▶ **Aim**:
Return every one of the records below word for word, with nothing added or changed.
— START Material provided —
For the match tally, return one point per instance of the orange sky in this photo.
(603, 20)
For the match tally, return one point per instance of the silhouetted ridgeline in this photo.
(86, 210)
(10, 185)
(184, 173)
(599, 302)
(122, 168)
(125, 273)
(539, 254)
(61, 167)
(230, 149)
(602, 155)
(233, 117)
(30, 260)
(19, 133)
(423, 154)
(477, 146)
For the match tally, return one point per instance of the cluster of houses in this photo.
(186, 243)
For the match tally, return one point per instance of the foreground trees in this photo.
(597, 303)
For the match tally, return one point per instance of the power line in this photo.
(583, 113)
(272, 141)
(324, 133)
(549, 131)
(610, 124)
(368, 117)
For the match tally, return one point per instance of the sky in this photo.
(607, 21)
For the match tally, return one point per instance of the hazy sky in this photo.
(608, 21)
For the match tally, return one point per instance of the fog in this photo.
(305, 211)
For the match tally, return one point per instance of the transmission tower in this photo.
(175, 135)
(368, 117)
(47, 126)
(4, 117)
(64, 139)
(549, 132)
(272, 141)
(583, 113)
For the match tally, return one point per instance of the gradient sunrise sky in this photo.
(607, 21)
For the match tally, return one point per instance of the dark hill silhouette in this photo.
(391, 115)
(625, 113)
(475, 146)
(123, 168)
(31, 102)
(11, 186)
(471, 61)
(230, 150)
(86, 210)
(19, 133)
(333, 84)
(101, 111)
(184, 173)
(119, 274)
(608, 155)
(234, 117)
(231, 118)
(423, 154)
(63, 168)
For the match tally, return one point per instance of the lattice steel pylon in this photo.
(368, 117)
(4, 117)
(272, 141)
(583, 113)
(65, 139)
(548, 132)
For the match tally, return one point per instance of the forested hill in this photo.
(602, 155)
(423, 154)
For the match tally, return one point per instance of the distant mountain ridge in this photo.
— END Material provided —
▶ **Full solution**:
For the match tally, return one point per instance of the orange sky in this photo.
(603, 20)
For the match tally, return one point per instance of the silhouetted ridgeline in this photo.
(86, 210)
(10, 185)
(184, 173)
(599, 302)
(122, 168)
(125, 273)
(539, 254)
(61, 167)
(230, 149)
(602, 155)
(233, 117)
(30, 260)
(19, 133)
(423, 154)
(477, 146)
For the match tally, return one point per instance of the cluster of houses in this photo.
(186, 243)
For the match tally, return one point per instance of the foreground trees in this photo.
(597, 303)
For the match tally, return one point per instance of the power line in this photo.
(583, 113)
(272, 141)
(324, 133)
(549, 131)
(610, 124)
(368, 117)
For the match tally, return one point per instance of the sky in this photo.
(607, 21)
For the match tally, return one point per instance of the hazy sky in this photo.
(608, 21)
For the match tally, return one point per instance of the fog in this photo.
(305, 211)
For the match tally, return one point per instance of the transmission tower in this photo.
(175, 135)
(368, 117)
(47, 126)
(4, 117)
(64, 139)
(549, 132)
(272, 141)
(583, 113)
For the match tally, return one point per instance of the gradient sunrise sky in this photo.
(607, 21)
For the match tally, return one point per instance of the dark hill silhouette in this photo.
(391, 115)
(625, 113)
(475, 146)
(123, 168)
(31, 102)
(11, 186)
(471, 61)
(230, 150)
(86, 210)
(19, 133)
(333, 84)
(101, 111)
(184, 173)
(119, 274)
(608, 155)
(234, 117)
(231, 118)
(423, 154)
(63, 168)
For the match tally, return one point per instance of the lattice steel pylon in this photo.
(368, 117)
(4, 117)
(272, 141)
(583, 113)
(65, 139)
(548, 132)
For the match tally, return one point per instance of the forested hill in this photo.
(602, 155)
(423, 154)
For the match tally, return one point per instance of the distant mountain ridge in this photo.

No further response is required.